:: Entries shown ::
- - -

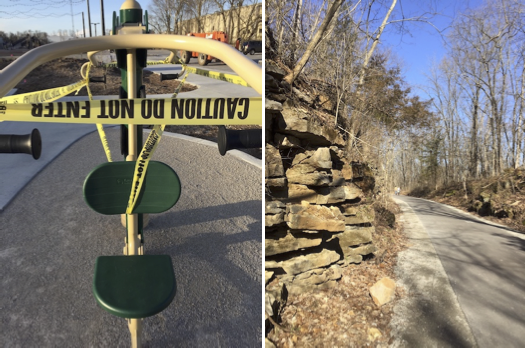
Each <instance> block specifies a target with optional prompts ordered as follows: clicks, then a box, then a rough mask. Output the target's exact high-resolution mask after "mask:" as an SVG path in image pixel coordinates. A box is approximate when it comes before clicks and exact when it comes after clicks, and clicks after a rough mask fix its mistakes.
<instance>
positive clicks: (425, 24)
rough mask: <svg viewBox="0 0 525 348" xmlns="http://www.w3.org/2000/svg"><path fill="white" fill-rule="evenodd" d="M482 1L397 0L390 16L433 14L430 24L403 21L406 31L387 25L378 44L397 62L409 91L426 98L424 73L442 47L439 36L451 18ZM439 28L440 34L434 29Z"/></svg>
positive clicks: (440, 34) (437, 60)
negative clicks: (393, 8) (406, 82)
mask: <svg viewBox="0 0 525 348" xmlns="http://www.w3.org/2000/svg"><path fill="white" fill-rule="evenodd" d="M482 3H483V1H482V0H398V3H397V5H396V9H395V13H394V15H395V16H396V18H400V14H401V13H403V15H404V18H410V17H416V16H417V15H421V14H422V13H425V12H432V13H436V15H434V16H432V18H431V19H430V20H429V21H430V22H431V23H432V25H431V24H426V23H418V22H406V25H405V29H406V33H403V34H401V33H399V30H397V29H396V28H395V27H389V26H387V27H386V29H385V31H384V32H383V36H382V37H381V40H380V42H381V45H383V48H388V49H389V50H390V51H391V52H392V53H393V55H394V57H395V59H396V60H397V62H398V63H399V64H400V66H401V69H402V74H403V75H404V77H405V81H407V82H408V83H409V85H410V86H412V91H413V94H417V95H419V96H421V97H423V98H428V95H427V94H426V92H425V91H424V85H425V84H426V83H427V77H426V76H425V75H429V74H430V67H431V66H432V62H435V63H439V61H440V60H441V59H442V58H443V57H444V56H445V54H446V48H445V45H444V39H443V37H442V35H446V34H447V33H448V30H447V27H449V26H450V24H451V22H452V20H453V19H454V18H455V17H456V16H458V15H459V14H460V13H462V12H464V11H465V10H466V9H467V8H476V7H478V6H480V5H481V4H482ZM438 30H439V31H441V33H439V32H438Z"/></svg>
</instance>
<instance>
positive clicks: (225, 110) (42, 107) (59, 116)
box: [0, 97, 262, 125]
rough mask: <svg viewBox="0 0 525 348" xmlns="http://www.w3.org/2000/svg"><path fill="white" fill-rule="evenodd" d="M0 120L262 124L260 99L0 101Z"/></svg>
mask: <svg viewBox="0 0 525 348" xmlns="http://www.w3.org/2000/svg"><path fill="white" fill-rule="evenodd" d="M0 121H21V122H51V123H52V122H55V123H94V124H96V123H103V124H137V125H141V124H148V125H154V124H165V125H261V124H262V98H261V97H255V98H253V97H252V98H177V99H172V98H162V99H110V100H92V101H87V100H86V101H66V102H52V103H30V104H11V103H7V102H6V101H4V100H0Z"/></svg>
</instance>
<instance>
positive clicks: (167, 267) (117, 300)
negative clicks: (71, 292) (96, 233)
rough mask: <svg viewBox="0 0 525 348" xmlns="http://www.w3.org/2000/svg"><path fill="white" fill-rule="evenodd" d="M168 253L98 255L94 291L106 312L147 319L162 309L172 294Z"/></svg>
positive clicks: (165, 304)
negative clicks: (158, 254)
mask: <svg viewBox="0 0 525 348" xmlns="http://www.w3.org/2000/svg"><path fill="white" fill-rule="evenodd" d="M175 292H176V283H175V275H174V272H173V266H172V264H171V257H169V256H168V255H133V256H100V257H98V258H97V262H96V265H95V278H94V280H93V293H94V295H95V298H96V300H97V302H98V304H99V305H100V306H101V307H102V308H103V309H104V310H106V311H107V312H109V313H111V314H113V315H116V316H118V317H122V318H146V317H149V316H152V315H155V314H157V313H160V312H161V311H163V310H164V309H165V308H166V307H168V306H169V304H170V303H171V301H172V300H173V298H174V297H175Z"/></svg>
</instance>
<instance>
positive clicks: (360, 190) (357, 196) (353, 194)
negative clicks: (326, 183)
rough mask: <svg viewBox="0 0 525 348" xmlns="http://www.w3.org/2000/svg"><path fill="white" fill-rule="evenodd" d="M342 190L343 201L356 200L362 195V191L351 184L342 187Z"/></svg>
mask: <svg viewBox="0 0 525 348" xmlns="http://www.w3.org/2000/svg"><path fill="white" fill-rule="evenodd" d="M344 190H345V200H352V199H356V198H358V197H361V196H362V194H363V191H362V190H361V189H360V188H359V187H357V186H355V185H354V184H351V183H349V184H348V185H346V186H344Z"/></svg>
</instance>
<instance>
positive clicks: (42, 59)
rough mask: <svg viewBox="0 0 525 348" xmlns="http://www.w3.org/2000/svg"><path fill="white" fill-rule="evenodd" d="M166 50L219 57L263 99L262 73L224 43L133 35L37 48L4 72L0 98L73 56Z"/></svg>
mask: <svg viewBox="0 0 525 348" xmlns="http://www.w3.org/2000/svg"><path fill="white" fill-rule="evenodd" d="M148 47H152V48H163V49H168V50H183V51H196V52H202V53H205V54H208V55H212V56H214V57H217V58H218V59H220V60H222V61H223V62H224V63H226V64H227V65H228V66H229V67H230V68H231V69H232V70H233V71H235V72H236V73H237V74H238V75H239V76H241V77H242V78H243V79H244V80H245V81H246V82H248V83H249V84H250V86H251V87H252V88H253V89H255V90H256V91H257V92H258V93H259V94H261V95H262V89H263V84H262V69H261V67H260V66H259V65H257V64H256V63H254V62H253V61H252V60H250V59H248V58H246V57H245V56H244V55H243V54H242V53H241V52H239V51H237V50H236V49H234V48H233V47H231V46H229V45H226V44H224V43H222V42H219V41H215V40H210V39H204V38H198V37H194V36H183V35H162V34H148V35H140V34H130V35H114V36H98V37H90V38H85V39H78V40H70V41H63V42H56V43H52V44H48V45H44V46H40V47H38V48H35V49H33V50H31V51H29V52H27V53H26V54H24V55H23V56H21V57H19V58H18V59H17V60H15V61H14V62H13V63H11V64H10V65H8V66H7V67H6V68H4V69H3V70H2V71H0V98H1V97H3V96H5V95H6V94H7V92H9V91H10V90H11V89H12V88H13V87H15V86H16V85H17V84H18V82H20V81H21V80H22V79H23V78H24V77H25V76H26V75H27V74H29V73H30V72H31V71H32V70H33V69H35V68H36V67H38V66H39V65H41V64H43V63H46V62H48V61H50V60H53V59H57V58H61V57H64V56H68V55H71V54H78V53H84V52H89V51H102V50H108V49H134V48H148Z"/></svg>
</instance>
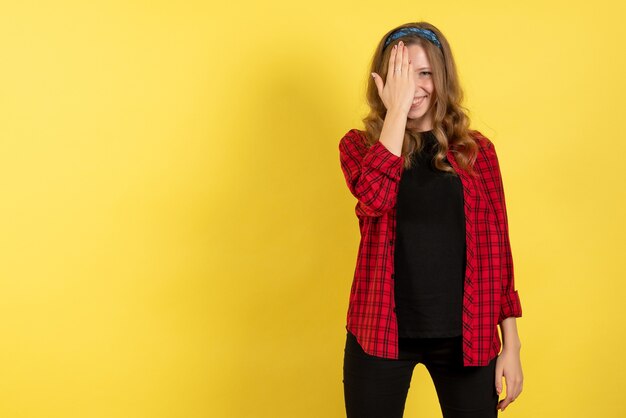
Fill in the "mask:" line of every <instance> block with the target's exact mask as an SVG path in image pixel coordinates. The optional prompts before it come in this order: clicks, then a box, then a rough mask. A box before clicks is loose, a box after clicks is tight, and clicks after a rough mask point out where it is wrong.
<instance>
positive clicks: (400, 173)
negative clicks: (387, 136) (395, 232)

- - -

:: What to work on ::
Turn every row above into a numbered list, skipping blank lines and leaving out the pictures.

:: Solution to this task ::
1. Each <instance> block specifies a target with optional prompts ordered as follows: clicks, then a box, then a rough mask. Output the target's exact high-resolution mask after "mask:" as an SVG path in image pixel coordinates. A box is approximate when it comes before clicks and exact when it comes after clicks, and clicks after a rough mask fix its mistakes.
2. <instance>
3. positive clicks: (425, 24)
4. rough mask: <svg viewBox="0 0 525 348" xmlns="http://www.w3.org/2000/svg"><path fill="white" fill-rule="evenodd" d="M482 1L397 0L390 16L433 14L430 24L403 21L406 31L387 25L378 44L397 62L409 91L426 98L424 73L442 47L439 36L451 18ZM439 28L440 34L434 29Z"/></svg>
5. positive clicks: (440, 34) (437, 60)
6. negative clicks: (393, 8) (406, 82)
7. mask: <svg viewBox="0 0 525 348" xmlns="http://www.w3.org/2000/svg"><path fill="white" fill-rule="evenodd" d="M482 3H483V1H482V0H398V3H397V5H396V9H395V13H394V15H395V16H396V18H400V14H401V13H403V15H404V18H410V17H416V16H417V15H421V14H422V13H425V12H432V13H436V15H434V16H432V18H431V19H430V20H429V21H430V22H431V23H432V25H431V24H426V23H418V22H406V25H405V29H406V33H403V34H401V33H399V30H397V29H396V28H395V27H389V26H387V27H386V29H385V31H384V32H383V36H382V37H381V40H380V42H381V45H383V48H388V49H389V50H390V51H391V52H392V53H393V55H394V57H395V59H396V60H397V62H398V63H399V64H400V66H401V69H402V74H403V75H404V77H405V81H407V82H408V83H409V85H410V86H412V91H413V94H417V95H419V96H421V97H423V98H428V95H427V94H426V92H425V91H424V85H425V84H426V83H427V77H426V76H425V75H429V74H430V67H431V66H432V62H435V63H439V61H440V60H441V59H442V58H443V57H444V56H445V54H446V48H445V45H444V39H443V37H442V35H446V34H447V33H448V30H447V27H449V26H450V24H451V22H452V20H453V19H454V18H455V17H456V16H458V15H459V14H460V13H462V12H464V11H465V10H466V9H467V8H476V7H478V6H480V5H481V4H482ZM438 30H439V31H441V33H439V32H438Z"/></svg>
8. </instance>
9. <instance>
10. positive clicks: (225, 110) (42, 107) (59, 116)
11. box: [0, 97, 262, 125]
12. rough mask: <svg viewBox="0 0 525 348" xmlns="http://www.w3.org/2000/svg"><path fill="white" fill-rule="evenodd" d="M0 120L262 124L260 99L0 101Z"/></svg>
13. mask: <svg viewBox="0 0 525 348" xmlns="http://www.w3.org/2000/svg"><path fill="white" fill-rule="evenodd" d="M0 121H21V122H51V123H52V122H55V123H94V124H96V123H103V124H137V125H141V124H148V125H154V124H165V125H261V124H262V98H261V97H255V98H253V97H252V98H177V99H172V98H162V99H110V100H92V101H87V100H86V101H66V102H52V103H30V104H11V103H7V102H6V101H4V100H0Z"/></svg>
14. </instance>
15. <instance>
16. positive clicks: (167, 267) (117, 300)
17. negative clicks: (71, 292) (96, 233)
18. rough mask: <svg viewBox="0 0 525 348" xmlns="http://www.w3.org/2000/svg"><path fill="white" fill-rule="evenodd" d="M168 253L98 255L94 291L106 312L147 319L162 309L172 294Z"/></svg>
19. positive clicks: (165, 304)
20. negative clicks: (158, 254)
21. mask: <svg viewBox="0 0 525 348" xmlns="http://www.w3.org/2000/svg"><path fill="white" fill-rule="evenodd" d="M175 292H176V283H175V275H174V272H173V266H172V264H171V257H169V256H168V255H133V256H100V257H98V258H97V262H96V265H95V278H94V280H93V293H94V295H95V298H96V300H97V302H98V304H99V305H100V306H101V307H102V308H103V309H104V310H106V311H107V312H109V313H111V314H113V315H116V316H118V317H122V318H146V317H149V316H152V315H155V314H157V313H160V312H161V311H163V310H164V309H165V308H166V307H168V306H169V304H170V303H171V301H172V300H173V298H174V297H175Z"/></svg>
22. </instance>
23. <instance>
24. positive clicks: (360, 190) (357, 196) (353, 194)
25. negative clicks: (326, 183)
26. rough mask: <svg viewBox="0 0 525 348" xmlns="http://www.w3.org/2000/svg"><path fill="white" fill-rule="evenodd" d="M342 190L343 201L356 200L362 195V191L351 184L342 187Z"/></svg>
27. mask: <svg viewBox="0 0 525 348" xmlns="http://www.w3.org/2000/svg"><path fill="white" fill-rule="evenodd" d="M344 190H345V200H352V199H356V198H358V197H361V196H362V194H363V191H362V190H361V189H360V188H359V187H357V186H355V185H354V184H351V183H349V184H348V185H346V186H344Z"/></svg>
28. </instance>
29. <instance>
30. positive clicks: (42, 59)
31. rough mask: <svg viewBox="0 0 525 348" xmlns="http://www.w3.org/2000/svg"><path fill="white" fill-rule="evenodd" d="M166 50L219 57L263 99L262 73L224 43L133 35L37 48L4 72L0 98L73 56Z"/></svg>
32. mask: <svg viewBox="0 0 525 348" xmlns="http://www.w3.org/2000/svg"><path fill="white" fill-rule="evenodd" d="M148 47H152V48H163V49H168V50H183V51H196V52H202V53H205V54H208V55H212V56H214V57H217V58H218V59H220V60H222V61H223V62H224V63H226V64H227V65H228V66H229V67H230V68H231V69H232V70H233V71H235V72H236V73H237V74H238V75H239V76H241V77H242V78H243V79H244V80H245V81H246V82H248V83H249V84H250V86H251V87H252V88H253V89H255V90H256V91H257V92H258V93H259V94H261V95H262V89H263V84H262V69H261V67H260V66H259V65H257V64H256V63H254V62H253V61H252V60H250V59H248V58H246V57H245V56H244V55H243V54H242V53H241V52H239V51H237V50H236V49H234V48H233V47H231V46H229V45H226V44H224V43H222V42H219V41H215V40H210V39H204V38H198V37H194V36H183V35H162V34H148V35H140V34H130V35H114V36H98V37H90V38H85V39H78V40H70V41H63V42H56V43H52V44H48V45H44V46H40V47H38V48H35V49H33V50H31V51H29V52H27V53H26V54H24V55H23V56H21V57H19V58H18V59H17V60H15V61H14V62H13V63H11V64H10V65H8V66H7V67H6V68H4V69H3V70H2V71H0V98H1V97H3V96H5V95H6V94H7V92H9V91H10V90H11V89H12V88H13V87H15V86H16V85H17V84H18V82H20V81H21V80H22V79H23V78H24V77H25V76H26V75H27V74H29V73H30V72H31V71H32V70H33V69H35V68H36V67H38V66H39V65H41V64H43V63H46V62H48V61H50V60H53V59H57V58H61V57H64V56H68V55H71V54H78V53H84V52H89V51H102V50H108V49H134V48H148Z"/></svg>
33. </instance>
34. Fill in the "mask:" line of every <instance> block with the target's exact mask as an SVG path in image pixel coordinates. The optional prompts before it come in this order: clicks, then a box, then a rough mask. A box before clicks is loose, a box after clicks is tight, and clicks after a rough mask point out where it is wrong.
35. <instance>
36. positive clicks: (400, 173)
37. negative clicks: (387, 136) (395, 232)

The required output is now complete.